[Point placement data]
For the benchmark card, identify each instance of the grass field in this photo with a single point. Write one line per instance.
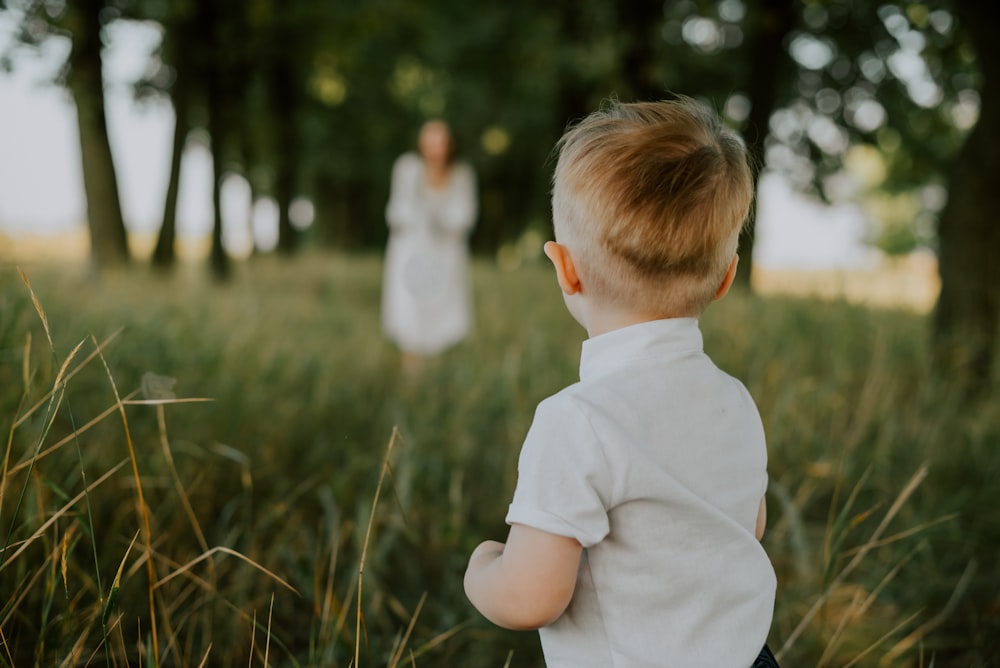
(195, 474)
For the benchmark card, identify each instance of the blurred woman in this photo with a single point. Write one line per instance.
(426, 301)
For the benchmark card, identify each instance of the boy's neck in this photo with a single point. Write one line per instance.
(599, 320)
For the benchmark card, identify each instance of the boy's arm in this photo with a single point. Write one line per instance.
(526, 583)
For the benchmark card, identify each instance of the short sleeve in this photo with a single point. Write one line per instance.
(563, 476)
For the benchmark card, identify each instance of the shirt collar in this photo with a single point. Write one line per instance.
(655, 339)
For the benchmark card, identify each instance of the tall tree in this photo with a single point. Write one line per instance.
(177, 37)
(968, 309)
(769, 24)
(83, 23)
(108, 240)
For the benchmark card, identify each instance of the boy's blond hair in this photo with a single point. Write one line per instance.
(650, 198)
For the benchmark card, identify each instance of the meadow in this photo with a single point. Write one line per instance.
(198, 474)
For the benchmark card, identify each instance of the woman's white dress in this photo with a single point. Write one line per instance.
(426, 301)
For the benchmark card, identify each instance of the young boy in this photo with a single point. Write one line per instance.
(635, 525)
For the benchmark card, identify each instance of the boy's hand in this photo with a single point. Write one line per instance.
(526, 583)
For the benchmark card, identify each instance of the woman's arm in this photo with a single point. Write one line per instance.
(761, 518)
(526, 583)
(405, 208)
(458, 213)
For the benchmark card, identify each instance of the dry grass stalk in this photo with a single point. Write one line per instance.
(901, 499)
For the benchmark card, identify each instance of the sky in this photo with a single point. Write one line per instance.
(41, 182)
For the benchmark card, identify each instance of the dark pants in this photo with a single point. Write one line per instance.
(765, 659)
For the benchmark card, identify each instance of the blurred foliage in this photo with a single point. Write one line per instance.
(319, 98)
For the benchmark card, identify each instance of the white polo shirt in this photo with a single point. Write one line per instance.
(655, 461)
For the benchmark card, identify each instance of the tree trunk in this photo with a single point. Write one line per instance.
(967, 315)
(284, 123)
(640, 21)
(219, 259)
(164, 255)
(109, 242)
(768, 61)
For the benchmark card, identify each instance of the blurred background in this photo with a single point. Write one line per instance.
(295, 111)
(243, 148)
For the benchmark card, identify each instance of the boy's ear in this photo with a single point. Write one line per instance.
(727, 281)
(566, 274)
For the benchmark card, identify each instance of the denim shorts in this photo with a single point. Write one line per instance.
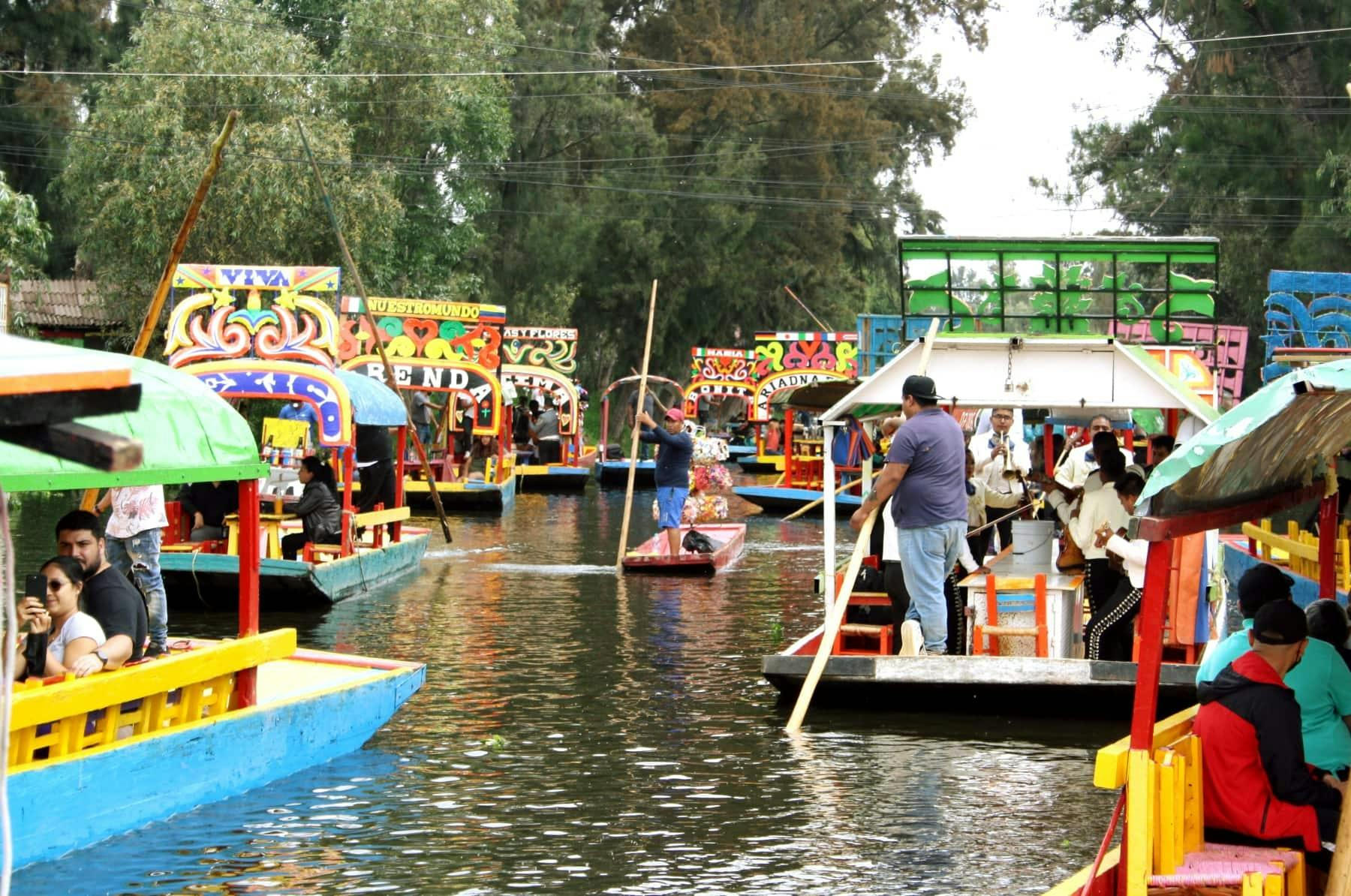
(670, 503)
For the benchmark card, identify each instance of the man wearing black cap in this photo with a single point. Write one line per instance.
(925, 469)
(1256, 780)
(1258, 587)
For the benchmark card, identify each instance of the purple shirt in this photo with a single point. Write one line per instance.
(934, 489)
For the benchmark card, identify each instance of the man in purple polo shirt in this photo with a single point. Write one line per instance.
(925, 469)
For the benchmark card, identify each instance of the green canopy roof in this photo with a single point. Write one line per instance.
(1277, 440)
(189, 434)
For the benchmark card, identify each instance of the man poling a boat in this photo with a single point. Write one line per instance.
(925, 469)
(672, 474)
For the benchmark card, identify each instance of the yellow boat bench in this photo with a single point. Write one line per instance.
(1165, 831)
(76, 715)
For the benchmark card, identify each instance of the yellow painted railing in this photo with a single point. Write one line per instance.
(69, 717)
(1300, 549)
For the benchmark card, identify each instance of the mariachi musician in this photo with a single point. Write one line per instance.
(1001, 462)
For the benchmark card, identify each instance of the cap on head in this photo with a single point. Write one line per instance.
(919, 386)
(1280, 622)
(1261, 585)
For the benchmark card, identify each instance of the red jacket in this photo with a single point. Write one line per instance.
(1253, 757)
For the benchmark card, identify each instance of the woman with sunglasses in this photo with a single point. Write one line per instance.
(71, 633)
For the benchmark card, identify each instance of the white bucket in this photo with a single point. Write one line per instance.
(1033, 541)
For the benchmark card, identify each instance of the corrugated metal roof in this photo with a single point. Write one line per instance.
(60, 303)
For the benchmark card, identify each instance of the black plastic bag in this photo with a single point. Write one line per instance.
(697, 543)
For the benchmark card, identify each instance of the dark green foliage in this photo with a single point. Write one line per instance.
(1246, 145)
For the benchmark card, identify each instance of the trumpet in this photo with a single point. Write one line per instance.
(1009, 471)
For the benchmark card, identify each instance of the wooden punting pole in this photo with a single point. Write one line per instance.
(633, 448)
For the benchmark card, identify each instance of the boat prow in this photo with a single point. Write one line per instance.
(173, 722)
(651, 557)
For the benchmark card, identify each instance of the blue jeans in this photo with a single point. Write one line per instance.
(670, 503)
(140, 556)
(928, 555)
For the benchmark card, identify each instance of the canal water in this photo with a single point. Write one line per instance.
(582, 732)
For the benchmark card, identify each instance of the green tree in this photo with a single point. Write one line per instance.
(131, 176)
(38, 108)
(724, 184)
(442, 133)
(23, 237)
(1244, 143)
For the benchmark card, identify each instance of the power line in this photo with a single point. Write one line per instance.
(442, 74)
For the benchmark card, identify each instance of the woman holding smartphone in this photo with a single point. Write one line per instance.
(69, 633)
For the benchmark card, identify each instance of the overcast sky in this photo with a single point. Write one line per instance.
(1034, 83)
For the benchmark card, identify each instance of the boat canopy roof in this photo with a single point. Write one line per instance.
(373, 403)
(1058, 372)
(187, 431)
(1277, 442)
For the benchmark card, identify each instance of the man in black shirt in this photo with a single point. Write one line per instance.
(108, 597)
(209, 504)
(376, 469)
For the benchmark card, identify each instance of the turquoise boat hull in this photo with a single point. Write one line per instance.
(200, 762)
(553, 479)
(616, 474)
(211, 582)
(784, 501)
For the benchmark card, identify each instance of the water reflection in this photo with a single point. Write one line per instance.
(585, 732)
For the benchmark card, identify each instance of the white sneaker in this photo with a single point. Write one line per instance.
(912, 639)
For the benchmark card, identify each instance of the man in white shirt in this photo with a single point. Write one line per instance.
(1074, 472)
(989, 449)
(133, 548)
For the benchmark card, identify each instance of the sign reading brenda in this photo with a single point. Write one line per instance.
(790, 359)
(435, 345)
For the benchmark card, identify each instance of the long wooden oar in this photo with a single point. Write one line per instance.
(633, 448)
(817, 502)
(180, 242)
(837, 614)
(380, 346)
(832, 624)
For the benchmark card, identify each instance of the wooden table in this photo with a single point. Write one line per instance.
(1064, 604)
(270, 526)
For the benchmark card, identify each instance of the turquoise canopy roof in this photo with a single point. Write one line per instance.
(373, 403)
(188, 433)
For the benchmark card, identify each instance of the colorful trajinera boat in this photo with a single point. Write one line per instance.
(1047, 672)
(729, 543)
(1274, 450)
(203, 723)
(785, 362)
(543, 359)
(272, 334)
(616, 408)
(719, 395)
(447, 349)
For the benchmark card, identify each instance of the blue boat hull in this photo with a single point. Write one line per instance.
(616, 474)
(211, 582)
(464, 496)
(146, 780)
(553, 479)
(784, 501)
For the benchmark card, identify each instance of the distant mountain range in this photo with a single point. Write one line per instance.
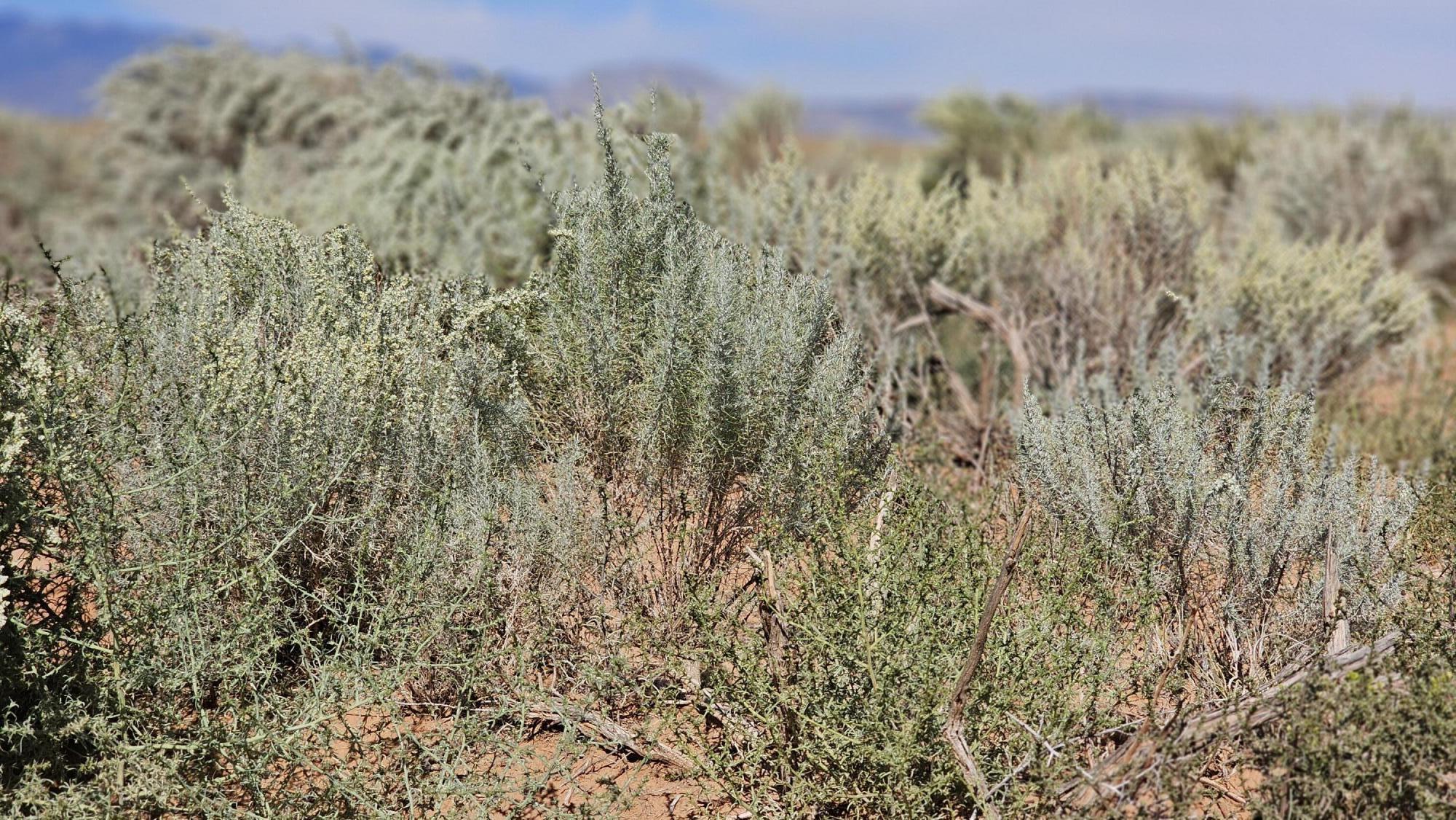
(53, 68)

[Goal of the exercise] Convert the data above into a JSON list of strings with one string per line, skipping any blank lines and leaving out the pictures.

[Response to this exercise]
[
  "For the benchmark card, identify each instance of the grass field in this photo with a single point. Write one line per instance.",
  "(195, 474)",
  "For the benchmark card, identify each instance of the blurred woman in this photo with a single point. Write one line per instance.",
  "(426, 301)",
  "For the benchmark card, identify each instance of the boy's neck in this photo with a single point. Write one line per instance.",
  "(599, 320)",
  "For the benchmark card, identify each instance of the boy's arm in this photo with a single point. Write one line per instance.",
  "(526, 583)",
  "For the benchmark card, identify each instance of the short sleeve in this photo with a single point. Write one line per instance.",
  "(563, 476)",
  "For the benchmark card, identify each instance of the shirt collar in this photo with a single point. Write one line per instance.",
  "(655, 339)",
  "For the benchmark card, identify each instance of the tall tree in this photo with a single point. Write one line per instance.",
  "(177, 37)",
  "(968, 309)",
  "(769, 24)",
  "(83, 23)",
  "(108, 240)",
  "For the benchmark card, identify each instance of the boy's blond hair in this photo with a single point. Write one line per instance.",
  "(650, 198)",
  "For the benchmark card, identify each instance of the meadow in this photo with a single point. Write one line per instance.",
  "(198, 474)",
  "For the benchmark card, identify each instance of the woman's white dress in this photo with a single point. Write one line per instance.",
  "(426, 301)",
  "For the benchmark card, identify each instance of the young boy in this photo with a single point. Write one line per instance.",
  "(635, 525)",
  "For the benchmark card, identify each instance of the boy's hand in this photo with a single point. Write one line per instance.",
  "(526, 583)",
  "For the benchmark card, identify each instance of the woman's arm in this photo with a single point. Write one line per instance.",
  "(761, 518)",
  "(526, 583)",
  "(405, 208)",
  "(458, 213)",
  "For the benchmark card, identify each instance of the dry grass stalk in this photo with a single point. Write one line per instance.",
  "(901, 499)",
  "For the benchmark card, identify each instance of the sky in this photo with a single point. Write one line per instance.",
  "(41, 182)",
  "For the benchmark card, identify each instance of the dark pants in this photo with a single point. Write one line per instance.",
  "(765, 659)",
  "For the benchmark card, identify each instance of the blurred foliage in this photo with a single point. Write one line per instance.",
  "(319, 98)",
  "For the benchmark card, identify each instance of the white polo shirt in this photo with a single point. Write one line per instance.",
  "(655, 461)",
  "For the benchmark card, identify each instance of the tree trunk in this photo with a single point. Write one line per instance.",
  "(967, 315)",
  "(284, 123)",
  "(640, 21)",
  "(219, 259)",
  "(164, 255)",
  "(109, 242)",
  "(768, 61)",
  "For the benchmark card, identify each instance of the blurred background in this photo with a single point. Write one line per instance.",
  "(295, 111)",
  "(243, 148)",
  "For the benchmark card, identify each instance of the boy's ear in this photo with a single point. Write one line per instance.",
  "(727, 281)",
  "(566, 274)",
  "For the benchmark card, identify each instance of the denim shorts in this photo with a single point. Write one line per instance.",
  "(670, 503)",
  "For the benchmark card, identify each instance of the man wearing black cap in this photo with a single point. Write one line per instance.",
  "(925, 469)",
  "(1256, 780)",
  "(1258, 587)",
  "For the benchmark card, identify each instance of the purple shirt in this photo with a single point. Write one line per instance.",
  "(934, 489)",
  "For the benchmark card, identify each instance of the man in purple polo shirt in this photo with a single point. Write one line per instance.",
  "(925, 469)",
  "For the benchmark card, identify each instance of the green canopy roof in this photo with a single point. Write one line per instance.",
  "(1277, 440)",
  "(189, 434)",
  "For the benchmark card, identify each instance of the man poling a boat in this photo with a single point. Write one line per instance.",
  "(925, 469)",
  "(672, 474)",
  "For the benchmark card, identify each instance of the yellow boat bench in this photo with a single point. Write one line per instance.",
  "(1165, 831)",
  "(76, 715)",
  "For the benchmark card, identify each instance of the yellow painted railing in this photo with a single point. Write one line per instance.",
  "(69, 717)",
  "(1300, 549)",
  "For the benchmark card, identify each instance of the mariachi musician in this photo with a single point. Write one line per instance.",
  "(1001, 462)",
  "For the benchmark card, identify each instance of the cap on head in this photo with a single point. Write one line per instance.",
  "(919, 386)",
  "(1280, 622)",
  "(1261, 585)",
  "For the benchmark card, identify each instance of the red jacket in this photo with a single point. Write one line per instance.",
  "(1253, 757)",
  "For the benchmark card, identify each instance of the woman with sunglasses in this photo with a single point. Write one line per instance.",
  "(71, 633)",
  "For the benchmark card, identify each instance of the white bucket in this photo with a single point. Write one line per instance.",
  "(1033, 541)",
  "For the benchmark card, identify each instance of the corrugated metal roof in this photo with a single point. Write one line per instance.",
  "(60, 303)",
  "For the benchmark card, identify each instance of the black plastic bag in this photo with a single point. Write one line per instance.",
  "(697, 543)",
  "For the benchmark card, identify each instance of the dark green foliage in this photo with a single point. Write one line per instance.",
  "(1246, 145)",
  "For the benchmark card, identify each instance of the trumpet in this photo with a single point. Write one line per instance.",
  "(1009, 471)",
  "For the benchmark card, identify each instance of the wooden punting pole in this photo with a single point. Write one line per instance.",
  "(633, 448)",
  "For the benchmark card, identify each instance of the boat prow in this photo with a single point. Write one line per instance.",
  "(173, 722)",
  "(651, 557)",
  "For the benchmark card, identify each instance of the blue jeans in this photo with a single point. Write one line per instance.",
  "(670, 503)",
  "(140, 556)",
  "(928, 555)",
  "For the benchmark card, identify each instance of the canal water in this photo with a single point. Write one line per instance.",
  "(582, 732)",
  "For the benchmark card, identify each instance of the green tree in this photo with a single point. Write one line per instance.",
  "(131, 176)",
  "(38, 108)",
  "(724, 184)",
  "(442, 133)",
  "(23, 237)",
  "(1244, 143)",
  "For the benchmark card, identify each instance of the power line in this photo with a single point. Write one line per instance.",
  "(442, 74)",
  "For the benchmark card, identify each instance of the woman holding smartphone in this photo with a single point. Write one line per instance.",
  "(69, 633)",
  "For the benchmark card, identify each instance of the overcast sky in this photo with a single point. Write one line per instance.",
  "(1034, 83)",
  "For the benchmark card, identify each instance of the boat canopy roof in this photo with a single point. Write one line per instance.",
  "(373, 403)",
  "(1058, 372)",
  "(187, 431)",
  "(1277, 442)",
  "For the benchmark card, identify each instance of the man in black shirt in this photo with a single point. Write one line per instance.",
  "(108, 597)",
  "(209, 504)",
  "(376, 469)",
  "For the benchmark card, identify each instance of the turquoise boat hull in this photo with a single point. Write one line per instance.",
  "(200, 762)",
  "(553, 479)",
  "(616, 474)",
  "(211, 582)",
  "(784, 501)",
  "For the benchmark card, identify each instance of the water reflection in this photo with a single point. Write one line per instance.",
  "(585, 732)",
  "For the benchmark card, identify each instance of the white sneaker in this photo with a single point. Write one line per instance.",
  "(912, 639)",
  "For the benchmark card, identify each instance of the man in white shirt in this photo with a single point. Write one line per instance.",
  "(1074, 472)",
  "(989, 449)",
  "(133, 548)",
  "For the benchmark card, identify each instance of the sign reading brenda in this photo with a single point. Write one line per instance.",
  "(790, 359)",
  "(435, 345)",
  "For the benchmark card, identify each instance of the long wooden oar in this photo with a single point. Write one line per instance.",
  "(633, 448)",
  "(817, 502)",
  "(180, 242)",
  "(837, 614)",
  "(380, 346)",
  "(832, 624)",
  "For the benchmark card, identify each instance of the wooden table in this photo with a single point. Write one line per instance.",
  "(1064, 604)",
  "(270, 526)",
  "For the benchmark card, identify each instance of the turquoise canopy roof in this photo with a single point. Write one line per instance.",
  "(373, 403)",
  "(188, 433)",
  "For the benchmark card, identify each instance of the colorful trajinera boat in this photo with a single point. Write one line per instance.",
  "(1047, 672)",
  "(729, 543)",
  "(1274, 450)",
  "(203, 723)",
  "(785, 362)",
  "(543, 359)",
  "(272, 334)",
  "(616, 408)",
  "(719, 395)",
  "(447, 349)",
  "For the benchmark card, identify each instance of the blue boat hull in this photo with a single point. Write one line per instance.",
  "(616, 474)",
  "(211, 582)",
  "(464, 496)",
  "(146, 780)",
  "(553, 479)",
  "(784, 501)",
  "For the benchmark card, identify each instance of the distant mountain range in this photo with a single point. Write one line per instance.",
  "(53, 68)"
]